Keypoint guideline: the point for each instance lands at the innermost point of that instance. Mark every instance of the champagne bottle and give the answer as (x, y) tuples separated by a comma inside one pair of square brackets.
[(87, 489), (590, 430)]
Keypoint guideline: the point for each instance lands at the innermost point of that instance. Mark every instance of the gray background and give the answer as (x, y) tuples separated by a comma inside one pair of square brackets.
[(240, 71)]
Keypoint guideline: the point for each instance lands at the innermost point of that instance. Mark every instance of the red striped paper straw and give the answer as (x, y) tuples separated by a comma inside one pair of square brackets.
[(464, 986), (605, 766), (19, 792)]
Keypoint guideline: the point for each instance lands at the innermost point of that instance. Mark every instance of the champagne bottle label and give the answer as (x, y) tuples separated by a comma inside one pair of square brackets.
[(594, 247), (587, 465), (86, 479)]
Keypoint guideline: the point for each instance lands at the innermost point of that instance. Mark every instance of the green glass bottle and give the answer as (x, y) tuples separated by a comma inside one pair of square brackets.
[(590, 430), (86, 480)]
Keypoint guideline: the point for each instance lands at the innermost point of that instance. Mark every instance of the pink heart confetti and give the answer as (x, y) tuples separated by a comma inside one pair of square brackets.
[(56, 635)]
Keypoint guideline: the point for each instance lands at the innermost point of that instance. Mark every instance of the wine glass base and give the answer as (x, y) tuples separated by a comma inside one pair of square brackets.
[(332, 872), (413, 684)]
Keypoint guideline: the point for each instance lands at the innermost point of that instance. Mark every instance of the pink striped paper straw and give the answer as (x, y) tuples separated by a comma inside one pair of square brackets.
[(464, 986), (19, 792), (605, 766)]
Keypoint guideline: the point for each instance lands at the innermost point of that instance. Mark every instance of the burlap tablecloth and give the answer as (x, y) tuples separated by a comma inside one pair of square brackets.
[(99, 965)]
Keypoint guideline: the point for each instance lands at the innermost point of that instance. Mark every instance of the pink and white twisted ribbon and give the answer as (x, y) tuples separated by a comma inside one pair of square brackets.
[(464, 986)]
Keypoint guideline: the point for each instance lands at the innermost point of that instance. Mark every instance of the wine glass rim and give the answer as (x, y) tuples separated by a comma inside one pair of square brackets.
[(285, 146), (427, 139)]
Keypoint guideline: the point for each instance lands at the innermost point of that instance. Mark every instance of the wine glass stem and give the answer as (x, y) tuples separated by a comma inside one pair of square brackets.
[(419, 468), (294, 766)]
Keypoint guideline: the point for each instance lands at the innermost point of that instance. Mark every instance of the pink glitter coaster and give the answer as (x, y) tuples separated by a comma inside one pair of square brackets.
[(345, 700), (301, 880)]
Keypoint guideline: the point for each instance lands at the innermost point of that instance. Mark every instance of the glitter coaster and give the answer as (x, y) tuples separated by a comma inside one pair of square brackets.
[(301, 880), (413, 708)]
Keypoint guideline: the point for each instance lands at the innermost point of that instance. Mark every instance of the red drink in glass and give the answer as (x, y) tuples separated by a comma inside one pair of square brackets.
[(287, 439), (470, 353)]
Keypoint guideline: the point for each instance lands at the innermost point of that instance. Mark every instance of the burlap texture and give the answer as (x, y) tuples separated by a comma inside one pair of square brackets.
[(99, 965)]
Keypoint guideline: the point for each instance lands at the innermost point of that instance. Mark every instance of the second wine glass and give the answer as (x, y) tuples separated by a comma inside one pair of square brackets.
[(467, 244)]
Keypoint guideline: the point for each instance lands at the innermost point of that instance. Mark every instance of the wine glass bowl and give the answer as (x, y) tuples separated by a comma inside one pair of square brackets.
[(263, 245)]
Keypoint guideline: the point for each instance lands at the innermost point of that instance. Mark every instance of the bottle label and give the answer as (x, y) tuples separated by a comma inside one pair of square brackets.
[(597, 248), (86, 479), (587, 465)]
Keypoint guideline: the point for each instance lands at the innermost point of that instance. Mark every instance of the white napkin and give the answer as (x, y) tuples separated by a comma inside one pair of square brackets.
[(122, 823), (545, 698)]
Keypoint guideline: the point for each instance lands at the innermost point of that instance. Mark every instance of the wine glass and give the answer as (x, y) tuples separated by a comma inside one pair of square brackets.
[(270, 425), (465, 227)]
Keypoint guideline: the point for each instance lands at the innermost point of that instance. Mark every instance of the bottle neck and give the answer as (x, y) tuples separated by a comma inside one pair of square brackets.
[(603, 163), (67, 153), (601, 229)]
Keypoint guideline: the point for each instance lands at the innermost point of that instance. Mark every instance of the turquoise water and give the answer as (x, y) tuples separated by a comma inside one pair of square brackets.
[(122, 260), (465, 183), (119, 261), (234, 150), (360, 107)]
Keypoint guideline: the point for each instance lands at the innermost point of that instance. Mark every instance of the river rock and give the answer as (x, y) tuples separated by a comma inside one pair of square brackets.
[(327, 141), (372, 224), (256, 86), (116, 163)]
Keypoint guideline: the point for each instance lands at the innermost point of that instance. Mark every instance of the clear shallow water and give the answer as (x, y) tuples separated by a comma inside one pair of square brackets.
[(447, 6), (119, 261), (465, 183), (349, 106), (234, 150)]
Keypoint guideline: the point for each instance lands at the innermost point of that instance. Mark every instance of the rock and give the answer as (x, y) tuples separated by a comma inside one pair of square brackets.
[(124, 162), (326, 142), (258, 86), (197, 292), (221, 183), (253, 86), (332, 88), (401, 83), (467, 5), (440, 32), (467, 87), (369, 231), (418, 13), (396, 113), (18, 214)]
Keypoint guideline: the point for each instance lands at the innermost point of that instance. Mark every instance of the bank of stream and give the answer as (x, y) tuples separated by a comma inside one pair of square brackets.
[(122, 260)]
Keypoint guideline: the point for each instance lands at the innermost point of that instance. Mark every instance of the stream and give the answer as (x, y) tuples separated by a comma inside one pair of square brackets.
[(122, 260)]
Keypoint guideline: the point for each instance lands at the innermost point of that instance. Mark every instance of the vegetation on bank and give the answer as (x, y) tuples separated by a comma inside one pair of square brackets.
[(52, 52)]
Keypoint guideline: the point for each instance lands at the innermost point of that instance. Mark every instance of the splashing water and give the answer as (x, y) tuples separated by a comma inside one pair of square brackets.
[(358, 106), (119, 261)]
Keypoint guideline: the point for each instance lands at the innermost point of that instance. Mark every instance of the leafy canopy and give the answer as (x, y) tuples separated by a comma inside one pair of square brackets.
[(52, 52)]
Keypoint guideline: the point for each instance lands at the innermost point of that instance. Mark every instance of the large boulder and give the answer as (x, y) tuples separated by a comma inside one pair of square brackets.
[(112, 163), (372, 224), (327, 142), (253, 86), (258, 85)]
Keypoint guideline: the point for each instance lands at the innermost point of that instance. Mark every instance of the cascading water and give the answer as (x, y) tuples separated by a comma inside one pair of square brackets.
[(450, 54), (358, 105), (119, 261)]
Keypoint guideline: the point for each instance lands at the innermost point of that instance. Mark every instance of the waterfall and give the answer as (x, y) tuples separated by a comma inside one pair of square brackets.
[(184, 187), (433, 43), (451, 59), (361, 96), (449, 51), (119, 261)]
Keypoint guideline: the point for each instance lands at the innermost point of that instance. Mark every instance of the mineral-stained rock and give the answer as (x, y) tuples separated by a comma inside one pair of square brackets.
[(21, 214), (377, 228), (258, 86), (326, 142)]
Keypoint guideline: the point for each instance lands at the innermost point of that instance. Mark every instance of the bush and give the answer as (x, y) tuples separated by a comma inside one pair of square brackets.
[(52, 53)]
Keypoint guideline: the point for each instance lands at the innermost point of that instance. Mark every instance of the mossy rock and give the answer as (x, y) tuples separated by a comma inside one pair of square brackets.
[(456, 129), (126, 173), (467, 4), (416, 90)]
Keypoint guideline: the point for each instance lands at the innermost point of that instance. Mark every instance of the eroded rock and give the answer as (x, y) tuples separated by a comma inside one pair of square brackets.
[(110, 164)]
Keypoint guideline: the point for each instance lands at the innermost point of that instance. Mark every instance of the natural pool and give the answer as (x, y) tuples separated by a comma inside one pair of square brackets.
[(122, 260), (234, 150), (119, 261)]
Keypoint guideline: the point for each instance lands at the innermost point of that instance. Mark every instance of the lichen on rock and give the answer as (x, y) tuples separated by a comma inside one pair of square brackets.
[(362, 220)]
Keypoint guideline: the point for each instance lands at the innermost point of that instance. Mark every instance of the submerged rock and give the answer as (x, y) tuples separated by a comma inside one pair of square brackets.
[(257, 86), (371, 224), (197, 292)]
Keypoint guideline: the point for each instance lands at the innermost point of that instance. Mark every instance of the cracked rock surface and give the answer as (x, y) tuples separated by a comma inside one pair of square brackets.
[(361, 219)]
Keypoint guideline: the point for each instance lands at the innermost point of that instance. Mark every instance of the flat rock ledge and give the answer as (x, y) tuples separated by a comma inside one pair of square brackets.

SET PROBLEM -> Put the records from the line containing "of the second" through the line containing "[(122, 823), (545, 698)]", inclusive, into a two-column CSV headed instruction and coordinates, one row per record. Enclose each value in double quotes as a single field, with any line breaks replaced by spaces.

EXERCISE SOLUTION ->
instruction,coordinates
"Keypoint guideline: the point for each instance lands at the innermost point of that instance. Mark every instance of the second wine glass and give the answer as (x, y) tuples separated by a comma inside one pair of square brackets.","[(467, 244)]"
"Keypoint guideline: the point for each instance lands at the innermost point of that instance. Mark every instance of the wine glass bowl and give the answer as (x, y) tuples separated by a comma inside one pair of square brackets.","[(263, 245)]"
"Keypoint guideline: the point for each instance lands at the innermost point of that instance. Mark every instance of the bottle label and give the answer as (x, y) tuples separated by a comma inside one pair of square brackets.","[(597, 248), (86, 479), (587, 465)]"
"Keypoint guideline: the point for each instance lands at the innermost point of that instance. Mark every instance of the white napkin and give the answer as (x, y) tuples separated by a comma inside one pair of square brackets.","[(122, 823), (545, 698)]"